*Excerpted text:*
In use, a user grips the dispenser in the palm of his or her hand
and exerts pressure on the bellows 16 using e.g. the fingers or
thumb. The bellows 16 is compressed creating an increased pressure
within the pressure chamber 32. In response to the increased
pressure, one-way valve element 20 closes the inlet channel 22
preventing air from escaping by this route. The increased pressure
is transmitted to the product P within the product chamber 30 by
the piston 12. Since the cover 18 has been removed and the outlet
10 is open, product P can be dispensed. In doing so, the piston 12
slides within the housing 2 whereby the volume of the product
chamber 30 is reduced. The housing 2 is formed in polypropylene and
the piston 12 is made of polyethylene. As a result, the sliding
friction of the piston 12 is low and the piston 12 will move until
the pressure in the pressure chamber 32 once again corresponds
substantially to atmospheric pressure. This will be the point at
which the piston 12 has moved through a volume corresponding to the
stroke volume of the bellows 16. It will also correspond to the
volume of product dispensed. At this point, the bellows 16 is
released. The resilience of its construction causes it to expand,
thereby reducing the pressure in the pressure chamber 32. The
one-way valve element 20 opens and air enters via the inlet channel
22. By choosing the valve element 20 to be of a quick opening-slow
closing type, air may continue to pass until atmospheric pressure
is once more achieved. The dispenser 1 is then ready for a
following actuation.

*Data section:*
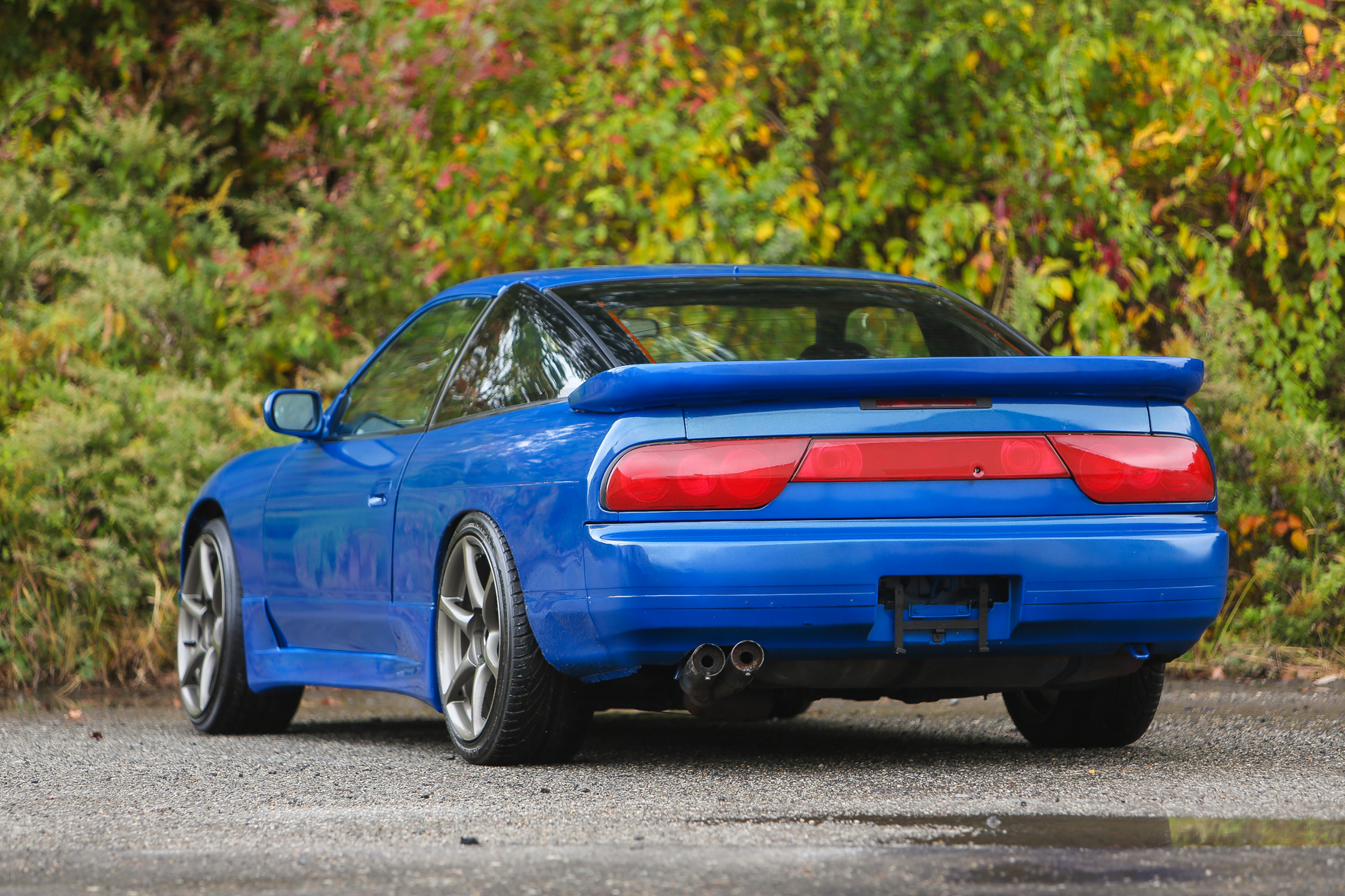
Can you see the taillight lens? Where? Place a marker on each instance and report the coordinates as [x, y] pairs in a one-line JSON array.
[[932, 458], [704, 475], [1138, 468]]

*Task list:*
[1] In the dispenser description, what material is the piston 12 made of?
[2] What is the Spanish translation of this sentence from the dispenser description: "The bellows 16 is compressed creating an increased pressure within the pressure chamber 32."

*Task responses:*
[1] Polyethylene.

[2] El fuelle 16 se comprime, lo que crea un aumento de presión dentro de la cámara de presión 32.